Source document
=====

I dug a little deeper and found that this word was also used by the ancient Greeks to refer to a meadow, a pasture, or even a territory. Some of you may get your ranch after all. Frankly, we're not told how big or small our dwelling place is in the Father's house. We're just told that we all have one as Christ promised, but keep in mind that doesn't mean you won't have a place or even places throughout the world, the newly created world, and perhaps beyond where you will one day travel and explore and enjoy as you glory in your creator God forever.

We really can't even imagine it. Now, what we are told is that John makes a special note of the absence of a particular feature as he now moves us through the city gates and into the golden city. Look at verse 22 of Revelation chapter 21. John states very clearly, and I saw no temple in it, for the Lord God the Almighty and the Lamb are its temple.

Now, stop for a moment. The Old Testament prophets foresaw the temple as a principal building or item in their description of the glorified city, such as in Isaiah's writings of chapter 44 and chapter 60 and in and through Ezekiel's vision in his description in chapters 40 through 48. The temple that John probably expected to see from what he knew of Old Testament prophetic descriptions was actually the restored millennial temple, which we've already studied, which is now over. And now it's as if John wants to make sure the reader understands that the prophetic description given of the eternal state will not be misunderstood. The millennial kingdom had a temple, but not the eternal state.

Well, why not? Because in the Father's house, God's presence would not be limited to some holy of holies tucked inside a temple somewhere, not here, for the presence of God is going to permeate the entire city. There will be no need in even a memorial fashion to go to a sanctuary or a temple, or for that matter a cathedral or a chapel or any house of worship. In heaven, we will worship as it were the very presence of God.

We're going to see him face to face, mediated through the Lamb of God. There in this heavenly city, he, think of it this way, he himself is the place of worship. The trouble is, for us, we tend to think of worship as a song that we like to sing or a service on Sunday morning or Sunday night. The biblical concept of worship is far more comprehensive, even now.

=====

Your instructions
Condense the paragraph of the sermon excerpt above that begins "Now, stop for a moment" into a short bulleted list that keeps its main facts.

=====

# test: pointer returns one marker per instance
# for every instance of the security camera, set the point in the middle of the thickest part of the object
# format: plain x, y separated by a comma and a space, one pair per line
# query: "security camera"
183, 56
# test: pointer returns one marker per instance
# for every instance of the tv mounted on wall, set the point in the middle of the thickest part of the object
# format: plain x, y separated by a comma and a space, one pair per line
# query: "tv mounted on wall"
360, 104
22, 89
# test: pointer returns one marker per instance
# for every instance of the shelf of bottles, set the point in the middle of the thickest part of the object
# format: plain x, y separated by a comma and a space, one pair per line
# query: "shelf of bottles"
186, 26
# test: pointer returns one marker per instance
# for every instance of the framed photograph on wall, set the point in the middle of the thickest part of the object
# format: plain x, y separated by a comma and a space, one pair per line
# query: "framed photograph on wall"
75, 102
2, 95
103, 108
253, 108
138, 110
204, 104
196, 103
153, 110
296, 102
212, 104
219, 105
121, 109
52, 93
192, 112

=====

Exercise output
- The Old Testament prophets saw the temple as a principal feature of the glorified city. Examples are Isaiah chapters 44 and 60 and Ezekiel's vision in chapters 40 through 48.
- The temple John probably expected from those descriptions was the restored millennial temple, which is now over.
- John wants to make sure the reader does not misunderstand the prophetic description of the eternal state.
- The millennial kingdom had a temple, but the eternal state does not.